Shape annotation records
>> start

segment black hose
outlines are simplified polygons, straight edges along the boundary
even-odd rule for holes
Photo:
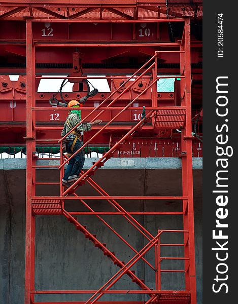
[[[198,139],[198,140],[199,140],[200,141],[201,141],[201,142],[202,142],[202,136],[201,135],[198,135],[198,134],[197,133],[197,122],[198,121],[199,119],[200,118],[200,114],[198,114],[197,116],[197,117],[196,118],[196,119],[195,120],[195,123],[194,123],[194,134],[195,134],[195,136],[196,137],[197,137],[197,138]]]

>> end

*TASK STATEMENT*: Format the text lines of the records above as a JSON list of strings, one string per line, skipping blank lines. Leave out the pictures.

*SOLUTION FOR THIS PROBLEM*:
[
  "segment black hose",
  "outlines are simplified polygons, straight edges along the boundary",
  "even-odd rule for holes",
  "Photo:",
  "[[[198,139],[198,140],[199,140],[200,141],[201,141],[201,142],[202,142],[202,136],[201,135],[198,135],[198,134],[197,133],[197,122],[198,121],[199,119],[200,118],[200,114],[198,114],[197,116],[197,117],[196,118],[196,119],[195,120],[195,123],[194,123],[194,134],[195,134],[195,136],[196,137],[197,137],[197,138]]]"
]